## Given text
• • • • • • •
# Easy Track Cleaning?



## Gramps (Feb 28, 2016)

FWIW, a good friend who is still in G just bought a track cleaning loco from PIKO. It runs on 6 triple A batteries for 2 hours and has rotating brushes to clean the tracks.


----------



## timlange3 (Jan 16, 2013)

I built a couple track cleaning cars that did a reasonable job. I took a 50' boxcar and drilled two holes in the bottom on the center line. Then took a piece of Masonite (hard board) and cut it to fit between the trucks and about as wide as the ties. I put two nails through the Masonite with the heads recessed. The nails go into the holes I put into the boxcar. I beveled the leading and trailing edge of the board. I think I put a few washers on the nails to increase the weight on the board. The board just slides along the rails, the rough side down to 'scrub' the rails. The nails allow it to 'float' on the rails, but allow the boxcar to move it down the rails. Once the board wears out it is easy to replace. It is not abrasive enough to hurt the rails.


----------



## Gargs (May 20, 2019)

So a quick, related question. I know that after years of disuse my wheels/connector need cleaning (I've got power to the track, but the loco isn't running) and I've seen a lot of suggestions for "Use a cleaner available at your local hobby store". Problem is, I don't have a local store sadly. Any suggestions on a decent cleaner to use? Seems like its just the contact points on my loco that need cleaning. Wheels turn fairly easy when turned by hand, etc. just not running when connected to the track.


----------



## rkenney (Aug 10, 2013)

I started a thread on tinscale about cleaning parts and a response said their goto was simple green and water.

I had to look up simple green, I've never used it. Its a de-greaser and available at walmart. Is Biodegradable and could probably fill the bill for track cleaner.

I don't have a local hobby store either.


----------



## Gargs (May 20, 2019)

rkenney said:


> I started a thread on tinscale about cleaning parts and a response said their goto was simple green and water.
> 
> I had to look up simple green, I've never used it. Its a de-greaser and available at walmart. Is Biodegradable and could probably fill the bill for track cleaner.
> 
> I don't have a local hobby store either.


Thanks for the quick reply! I actually have some Simple Green already, so will definitely try that!


----------



## teledoc (Oct 22, 2014)
• • • • • • •
Excerpts of pointing data
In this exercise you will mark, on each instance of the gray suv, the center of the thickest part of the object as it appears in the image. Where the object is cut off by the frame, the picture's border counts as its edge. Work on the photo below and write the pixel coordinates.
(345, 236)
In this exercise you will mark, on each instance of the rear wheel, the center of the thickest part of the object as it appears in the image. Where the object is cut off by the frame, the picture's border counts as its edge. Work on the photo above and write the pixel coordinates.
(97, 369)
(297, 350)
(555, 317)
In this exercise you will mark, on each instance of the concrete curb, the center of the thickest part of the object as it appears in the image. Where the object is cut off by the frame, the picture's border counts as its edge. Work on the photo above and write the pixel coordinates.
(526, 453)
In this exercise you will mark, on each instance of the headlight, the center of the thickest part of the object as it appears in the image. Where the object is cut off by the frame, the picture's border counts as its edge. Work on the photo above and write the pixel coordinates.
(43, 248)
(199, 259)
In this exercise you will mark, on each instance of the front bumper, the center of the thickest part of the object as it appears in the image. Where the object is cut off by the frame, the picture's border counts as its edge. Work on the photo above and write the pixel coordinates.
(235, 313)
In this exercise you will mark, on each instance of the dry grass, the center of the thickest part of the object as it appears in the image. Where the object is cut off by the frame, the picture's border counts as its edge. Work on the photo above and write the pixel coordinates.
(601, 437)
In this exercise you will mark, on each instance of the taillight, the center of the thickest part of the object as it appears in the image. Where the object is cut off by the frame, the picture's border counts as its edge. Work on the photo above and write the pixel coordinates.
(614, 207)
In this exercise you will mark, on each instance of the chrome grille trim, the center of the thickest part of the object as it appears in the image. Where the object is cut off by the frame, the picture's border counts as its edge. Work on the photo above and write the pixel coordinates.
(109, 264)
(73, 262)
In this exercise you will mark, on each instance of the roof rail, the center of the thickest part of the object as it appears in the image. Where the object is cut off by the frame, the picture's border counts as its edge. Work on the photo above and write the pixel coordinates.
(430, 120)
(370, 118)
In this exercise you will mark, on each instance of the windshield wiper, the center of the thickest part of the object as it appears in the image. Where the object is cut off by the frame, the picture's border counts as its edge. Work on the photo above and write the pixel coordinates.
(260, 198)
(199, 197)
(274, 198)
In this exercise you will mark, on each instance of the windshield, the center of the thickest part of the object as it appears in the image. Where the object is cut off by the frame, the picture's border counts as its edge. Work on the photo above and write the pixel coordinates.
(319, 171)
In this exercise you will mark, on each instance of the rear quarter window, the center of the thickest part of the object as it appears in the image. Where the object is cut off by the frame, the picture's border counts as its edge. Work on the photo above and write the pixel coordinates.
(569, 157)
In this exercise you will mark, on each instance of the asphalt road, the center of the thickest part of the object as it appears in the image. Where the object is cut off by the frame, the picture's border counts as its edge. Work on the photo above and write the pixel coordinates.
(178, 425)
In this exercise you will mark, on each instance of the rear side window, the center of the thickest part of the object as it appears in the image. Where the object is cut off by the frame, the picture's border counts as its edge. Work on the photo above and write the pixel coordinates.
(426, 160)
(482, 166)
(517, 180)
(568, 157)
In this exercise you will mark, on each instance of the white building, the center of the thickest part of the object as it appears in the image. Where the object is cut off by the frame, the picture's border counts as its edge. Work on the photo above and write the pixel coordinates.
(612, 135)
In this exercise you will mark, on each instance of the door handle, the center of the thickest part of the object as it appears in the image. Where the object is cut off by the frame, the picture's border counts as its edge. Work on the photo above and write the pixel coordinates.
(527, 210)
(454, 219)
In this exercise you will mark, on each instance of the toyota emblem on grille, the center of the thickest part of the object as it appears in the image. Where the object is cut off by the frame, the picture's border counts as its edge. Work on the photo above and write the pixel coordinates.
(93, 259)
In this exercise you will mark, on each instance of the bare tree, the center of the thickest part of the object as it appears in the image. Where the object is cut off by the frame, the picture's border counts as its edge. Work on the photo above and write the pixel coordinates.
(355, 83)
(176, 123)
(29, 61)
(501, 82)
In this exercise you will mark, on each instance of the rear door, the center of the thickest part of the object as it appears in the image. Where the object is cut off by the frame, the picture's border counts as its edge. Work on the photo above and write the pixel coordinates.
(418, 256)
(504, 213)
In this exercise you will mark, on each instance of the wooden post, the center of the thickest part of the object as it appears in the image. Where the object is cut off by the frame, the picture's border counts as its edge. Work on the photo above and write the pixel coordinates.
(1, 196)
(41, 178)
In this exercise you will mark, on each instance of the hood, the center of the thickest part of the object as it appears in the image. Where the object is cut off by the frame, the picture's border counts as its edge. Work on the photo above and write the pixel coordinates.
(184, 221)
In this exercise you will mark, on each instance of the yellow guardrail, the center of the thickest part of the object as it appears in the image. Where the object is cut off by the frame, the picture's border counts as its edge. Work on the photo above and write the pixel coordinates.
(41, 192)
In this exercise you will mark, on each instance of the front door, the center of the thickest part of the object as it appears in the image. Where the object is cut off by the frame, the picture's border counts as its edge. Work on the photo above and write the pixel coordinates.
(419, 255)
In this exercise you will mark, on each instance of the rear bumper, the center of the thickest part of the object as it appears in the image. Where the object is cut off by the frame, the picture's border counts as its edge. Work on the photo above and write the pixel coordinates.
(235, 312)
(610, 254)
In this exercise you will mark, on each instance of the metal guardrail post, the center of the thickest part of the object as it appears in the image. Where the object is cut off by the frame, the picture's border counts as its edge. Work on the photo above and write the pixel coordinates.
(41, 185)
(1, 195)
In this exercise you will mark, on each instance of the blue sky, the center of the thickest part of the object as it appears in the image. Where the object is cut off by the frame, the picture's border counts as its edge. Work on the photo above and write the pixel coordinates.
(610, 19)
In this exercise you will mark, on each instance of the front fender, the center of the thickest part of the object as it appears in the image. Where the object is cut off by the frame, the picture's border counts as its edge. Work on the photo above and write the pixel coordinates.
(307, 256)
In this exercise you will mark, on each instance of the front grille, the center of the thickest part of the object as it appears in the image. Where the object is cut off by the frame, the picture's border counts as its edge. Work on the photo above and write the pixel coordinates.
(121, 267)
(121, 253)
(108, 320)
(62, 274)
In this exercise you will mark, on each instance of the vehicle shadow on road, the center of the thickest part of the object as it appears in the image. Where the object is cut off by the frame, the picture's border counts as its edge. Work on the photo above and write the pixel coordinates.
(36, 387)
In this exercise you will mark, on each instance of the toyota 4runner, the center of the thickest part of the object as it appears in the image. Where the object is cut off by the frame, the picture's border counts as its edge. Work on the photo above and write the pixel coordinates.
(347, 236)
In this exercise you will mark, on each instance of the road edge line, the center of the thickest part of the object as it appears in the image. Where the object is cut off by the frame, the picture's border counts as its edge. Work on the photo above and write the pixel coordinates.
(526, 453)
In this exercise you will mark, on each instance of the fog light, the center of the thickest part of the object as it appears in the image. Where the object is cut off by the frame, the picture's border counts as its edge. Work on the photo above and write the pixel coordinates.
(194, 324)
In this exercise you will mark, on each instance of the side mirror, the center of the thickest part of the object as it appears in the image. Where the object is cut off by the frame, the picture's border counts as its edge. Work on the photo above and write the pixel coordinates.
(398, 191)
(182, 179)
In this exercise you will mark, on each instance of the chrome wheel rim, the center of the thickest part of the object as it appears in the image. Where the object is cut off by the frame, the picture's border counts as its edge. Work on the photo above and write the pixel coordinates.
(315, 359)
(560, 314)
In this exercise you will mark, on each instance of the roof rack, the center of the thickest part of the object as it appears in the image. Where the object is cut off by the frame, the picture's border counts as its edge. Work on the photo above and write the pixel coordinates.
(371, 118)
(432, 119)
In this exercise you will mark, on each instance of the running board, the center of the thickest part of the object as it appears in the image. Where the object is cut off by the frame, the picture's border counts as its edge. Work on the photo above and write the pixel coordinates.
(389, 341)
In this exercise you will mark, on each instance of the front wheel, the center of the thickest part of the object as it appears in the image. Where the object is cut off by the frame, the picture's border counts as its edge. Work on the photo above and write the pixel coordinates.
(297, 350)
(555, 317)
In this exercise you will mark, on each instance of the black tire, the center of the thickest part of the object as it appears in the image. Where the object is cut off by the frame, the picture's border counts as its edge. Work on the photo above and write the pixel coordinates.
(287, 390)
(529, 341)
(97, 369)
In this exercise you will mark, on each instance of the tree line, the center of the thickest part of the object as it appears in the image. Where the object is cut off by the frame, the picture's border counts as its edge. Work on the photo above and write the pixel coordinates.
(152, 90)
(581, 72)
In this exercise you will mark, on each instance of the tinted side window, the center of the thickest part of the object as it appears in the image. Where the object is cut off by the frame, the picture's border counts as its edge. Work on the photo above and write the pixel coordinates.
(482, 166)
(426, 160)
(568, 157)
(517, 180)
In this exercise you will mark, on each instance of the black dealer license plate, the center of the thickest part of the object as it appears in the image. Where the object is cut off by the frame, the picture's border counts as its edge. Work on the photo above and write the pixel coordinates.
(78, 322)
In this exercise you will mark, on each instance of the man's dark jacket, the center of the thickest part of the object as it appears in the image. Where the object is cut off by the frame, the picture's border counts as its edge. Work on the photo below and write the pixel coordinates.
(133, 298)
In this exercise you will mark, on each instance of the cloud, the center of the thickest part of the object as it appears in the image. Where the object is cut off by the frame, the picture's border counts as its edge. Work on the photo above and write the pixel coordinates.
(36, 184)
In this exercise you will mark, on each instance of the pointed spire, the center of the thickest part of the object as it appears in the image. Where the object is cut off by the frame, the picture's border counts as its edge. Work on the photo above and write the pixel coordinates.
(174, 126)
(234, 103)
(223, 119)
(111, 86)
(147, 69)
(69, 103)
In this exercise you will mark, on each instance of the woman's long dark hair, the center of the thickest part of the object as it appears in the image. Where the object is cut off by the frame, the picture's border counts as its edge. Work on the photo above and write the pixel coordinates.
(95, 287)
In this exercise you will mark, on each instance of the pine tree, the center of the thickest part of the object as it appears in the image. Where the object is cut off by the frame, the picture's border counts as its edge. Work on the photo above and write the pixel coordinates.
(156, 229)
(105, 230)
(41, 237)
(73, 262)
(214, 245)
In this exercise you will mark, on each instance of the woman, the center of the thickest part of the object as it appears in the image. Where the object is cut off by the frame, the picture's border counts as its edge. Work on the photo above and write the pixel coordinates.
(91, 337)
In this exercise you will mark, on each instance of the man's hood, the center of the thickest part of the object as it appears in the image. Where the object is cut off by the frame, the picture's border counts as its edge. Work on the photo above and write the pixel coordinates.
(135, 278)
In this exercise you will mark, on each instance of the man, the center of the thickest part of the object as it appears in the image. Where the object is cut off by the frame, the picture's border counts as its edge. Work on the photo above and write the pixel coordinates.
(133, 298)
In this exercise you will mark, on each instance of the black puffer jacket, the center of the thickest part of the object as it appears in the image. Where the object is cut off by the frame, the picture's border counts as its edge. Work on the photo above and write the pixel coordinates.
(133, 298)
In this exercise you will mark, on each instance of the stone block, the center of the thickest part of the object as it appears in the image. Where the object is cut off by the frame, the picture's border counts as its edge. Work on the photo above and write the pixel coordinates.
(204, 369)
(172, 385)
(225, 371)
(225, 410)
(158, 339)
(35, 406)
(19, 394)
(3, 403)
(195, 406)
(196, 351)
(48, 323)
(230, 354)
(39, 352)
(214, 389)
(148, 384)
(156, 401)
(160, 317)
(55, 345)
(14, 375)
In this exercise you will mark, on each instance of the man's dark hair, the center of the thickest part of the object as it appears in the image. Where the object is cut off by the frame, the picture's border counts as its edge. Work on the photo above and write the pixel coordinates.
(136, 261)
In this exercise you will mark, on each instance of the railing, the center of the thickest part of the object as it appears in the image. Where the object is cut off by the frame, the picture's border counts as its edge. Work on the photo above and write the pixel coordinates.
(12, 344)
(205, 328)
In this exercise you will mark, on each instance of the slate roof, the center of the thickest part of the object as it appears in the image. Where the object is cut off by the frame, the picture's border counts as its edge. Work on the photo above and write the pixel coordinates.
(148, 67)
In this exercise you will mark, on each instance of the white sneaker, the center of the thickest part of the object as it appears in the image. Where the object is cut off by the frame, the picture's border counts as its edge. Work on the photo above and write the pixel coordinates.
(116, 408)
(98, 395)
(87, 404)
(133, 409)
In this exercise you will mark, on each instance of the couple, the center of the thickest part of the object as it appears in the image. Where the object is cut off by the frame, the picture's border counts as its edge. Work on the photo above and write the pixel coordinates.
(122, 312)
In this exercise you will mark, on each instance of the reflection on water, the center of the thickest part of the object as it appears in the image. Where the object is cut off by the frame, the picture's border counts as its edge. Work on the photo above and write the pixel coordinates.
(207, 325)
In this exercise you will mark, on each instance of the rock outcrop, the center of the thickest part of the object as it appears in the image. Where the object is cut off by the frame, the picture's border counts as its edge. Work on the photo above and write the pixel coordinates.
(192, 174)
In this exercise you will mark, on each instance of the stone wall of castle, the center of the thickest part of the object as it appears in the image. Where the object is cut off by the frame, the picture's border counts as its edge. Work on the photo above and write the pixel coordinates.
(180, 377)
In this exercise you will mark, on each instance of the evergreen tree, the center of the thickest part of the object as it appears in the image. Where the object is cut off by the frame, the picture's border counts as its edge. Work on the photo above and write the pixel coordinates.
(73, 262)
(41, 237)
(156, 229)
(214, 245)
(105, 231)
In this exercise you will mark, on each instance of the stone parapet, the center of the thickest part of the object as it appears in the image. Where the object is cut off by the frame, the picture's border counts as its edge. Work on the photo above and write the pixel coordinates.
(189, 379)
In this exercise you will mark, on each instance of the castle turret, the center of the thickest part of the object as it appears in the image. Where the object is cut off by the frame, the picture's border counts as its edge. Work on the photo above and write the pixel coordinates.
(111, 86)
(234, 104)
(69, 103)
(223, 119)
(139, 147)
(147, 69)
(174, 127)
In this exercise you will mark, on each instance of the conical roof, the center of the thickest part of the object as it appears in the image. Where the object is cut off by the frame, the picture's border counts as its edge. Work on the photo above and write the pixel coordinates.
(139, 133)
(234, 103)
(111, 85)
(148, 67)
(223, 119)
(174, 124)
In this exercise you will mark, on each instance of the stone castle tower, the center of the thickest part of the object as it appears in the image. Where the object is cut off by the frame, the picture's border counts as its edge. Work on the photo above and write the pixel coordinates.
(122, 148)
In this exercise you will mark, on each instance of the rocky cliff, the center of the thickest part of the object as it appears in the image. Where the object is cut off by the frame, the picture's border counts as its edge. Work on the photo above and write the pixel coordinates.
• • • • • • •
## Directions
[a] In the track cleaning thread, how long does the PIKO track cleaning loco run on its batteries?
[b] Extend the track cleaning thread by writing the post that follows its final header.

## Task-by-task answers
[a] It runs for 2 hours on 6 triple A batteries.

[b]
Gargs, I would shy away from using Simple Green. Another forum member, Lee Willis had serious problems when he used it to clean his track. Although he used it on .0 gauge Fastrack, where the Simple Green deteriorated the rails on his track. Quite expensive having to replace his track. Two fairly common methods are to use Scotchbrite pads, of various grit, and wiping down the rails with either lacquer thinner, or regular 91% Isopropyl Alcohol, that you buy in a drug store. The degreasers like Simple Green or Castrol Super Clean, often leave a thin film, after using it, which you use the other two, mentioned to clean off the film. It’s your choice, but I would be cautious with the Simple Green.


----------



## Gargs (May 20, 2019)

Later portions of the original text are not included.